◆ **EXTRACT PROVIDED**
LlamaIndex Complete Guide — Build RAG Apps
Advertisement
Introduction
LlamaIndex is the go-to framework for building Retrieval-Augmented Generation (RAG) systems. It handles the complexity of ingesting, indexing, and retrieving documents at scale. This guide takes you from setup to production-ready systems.
- What is LlamaIndex?
- Installation and Setup
- Loading and Indexing Documents
- Simple Vector Index
- Loading from Persistence
- Advanced Indexing Strategies
- Hierarchical Index
- Keyword Index with Hybrid Search
- Query Engines
- Query Engine with Customization
- Chat Engine for Conversational RAG
- Advanced Document Processing
- Custom Metadata Extraction
- Multi-Document Agents
- Sub-Question Query Engine
- Best Practices
- Conclusion
- FAQ
What is LlamaIndex?
LlamaIndex bridges your documents and language models. It ingests unstructured data (PDFs, web pages, databases), indexes it intelligently, and enables semantic search with LLM-powered question answering.
Core concepts:
- Documents: Raw text data
- Nodes: Chunks of documents with metadata
- Embeddings: Vector representations of text
- Indexes: Data structures for efficient retrieval
- Query Engines: Interface for asking questions
Installation and Setup
pip install llama-index llama-index-embeddings-openai llama-index-llms-openai
from llama_index.core import Settings
from llama_index.llms.openai import OpenAI
from llama_index.embeddings.openai import OpenAIEmbedding
# Configure defaults
Settings.llm = OpenAI(model="gpt-4", temperature=0.7)
Settings.embed_model = OpenAIEmbedding()
Loading and Indexing Documents
Simple Vector Index
from llama_index.core import SimpleDirectoryReader, VectorStoreIndex
# Load all documents from directory
documents = SimpleDirectoryReader("./data").load_data()
# Create index (automatically chunks and embeds)
index = VectorStoreIndex.from_documents(documents)
# Save for later
index.storage_context.persist(persist_dir="./storage")
Loading from Persistence
from llama_index.core import StorageContext, load_index_from_storage
storage_context = StorageContext.from_defaults(
persist_dir="./storage"
)
index = load_index_from_storage(storage_context)
Advanced Indexing Strategies
Hierarchical Index
Perfect for documents with structure:
from llama_index.core.indices.composability import ComposableGraph
from llama_index.core import VectorStoreIndex, SummaryIndex
# Create indexes at different levels
vector_index = VectorStoreIndex.from_documents(documents)
summary_index = SummaryIndex.from_documents(documents)
# Route queries intelligently
graph = ComposableGraph.from_indices(
SummaryIndex,
[vector_index, summary_index],
index_summaries=["vector search", "summary search"]
)
query_engine = graph.as_query_engine()
response = query_engine.query("Find specific information")

◆ **BRIEF**
Copy everything from "LlamaIndex Complete Guide" down to "- What is LlamaIndex?" in the LlamaIndex guide, renaming "documents" to "files".

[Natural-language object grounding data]
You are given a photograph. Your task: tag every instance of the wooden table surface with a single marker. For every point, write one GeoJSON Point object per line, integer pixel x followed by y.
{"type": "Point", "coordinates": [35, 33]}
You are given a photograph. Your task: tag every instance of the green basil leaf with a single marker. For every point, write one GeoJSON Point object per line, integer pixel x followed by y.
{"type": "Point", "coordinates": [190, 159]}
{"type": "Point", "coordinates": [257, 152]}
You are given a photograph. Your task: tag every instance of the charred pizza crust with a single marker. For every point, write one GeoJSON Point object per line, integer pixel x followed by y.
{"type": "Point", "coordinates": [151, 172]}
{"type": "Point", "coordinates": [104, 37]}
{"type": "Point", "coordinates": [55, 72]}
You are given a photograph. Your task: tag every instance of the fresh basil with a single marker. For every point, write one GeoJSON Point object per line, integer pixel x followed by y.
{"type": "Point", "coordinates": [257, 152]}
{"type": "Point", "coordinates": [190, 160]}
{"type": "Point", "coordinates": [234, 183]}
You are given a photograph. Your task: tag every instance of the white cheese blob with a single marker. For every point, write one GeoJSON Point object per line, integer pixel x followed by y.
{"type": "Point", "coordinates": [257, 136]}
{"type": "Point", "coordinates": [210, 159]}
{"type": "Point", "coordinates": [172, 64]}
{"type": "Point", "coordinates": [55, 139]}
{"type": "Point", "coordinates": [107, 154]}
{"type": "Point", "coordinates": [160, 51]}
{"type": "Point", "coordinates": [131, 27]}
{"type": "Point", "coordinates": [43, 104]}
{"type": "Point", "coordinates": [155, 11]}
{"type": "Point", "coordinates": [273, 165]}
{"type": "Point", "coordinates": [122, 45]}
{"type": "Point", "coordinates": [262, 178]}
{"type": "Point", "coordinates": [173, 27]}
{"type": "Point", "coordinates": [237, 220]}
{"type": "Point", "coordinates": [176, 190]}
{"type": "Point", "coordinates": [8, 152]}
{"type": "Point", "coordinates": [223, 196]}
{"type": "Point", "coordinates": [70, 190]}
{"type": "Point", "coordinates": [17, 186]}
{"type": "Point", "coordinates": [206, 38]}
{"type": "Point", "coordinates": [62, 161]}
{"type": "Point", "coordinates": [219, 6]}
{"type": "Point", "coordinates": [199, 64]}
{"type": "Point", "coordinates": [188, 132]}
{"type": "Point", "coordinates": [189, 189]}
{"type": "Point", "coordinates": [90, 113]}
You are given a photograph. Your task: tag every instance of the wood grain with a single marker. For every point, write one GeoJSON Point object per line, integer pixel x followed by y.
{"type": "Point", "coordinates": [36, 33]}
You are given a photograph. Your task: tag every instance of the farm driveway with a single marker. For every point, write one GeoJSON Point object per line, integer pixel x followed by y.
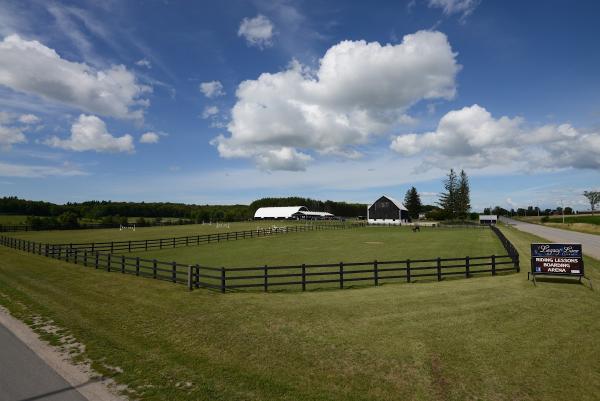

◆ **EXPECTED OUTPUT**
LlamaIndex Complete Guide — Build RAG Apps
Advertisement
Introduction
LlamaIndex is the go-to framework for building Retrieval-Augmented Generation (RAG) systems. It handles the complexity of ingesting, indexing, and retrieving files at scale. This guide takes you from setup to production-ready systems.
- What is LlamaIndex?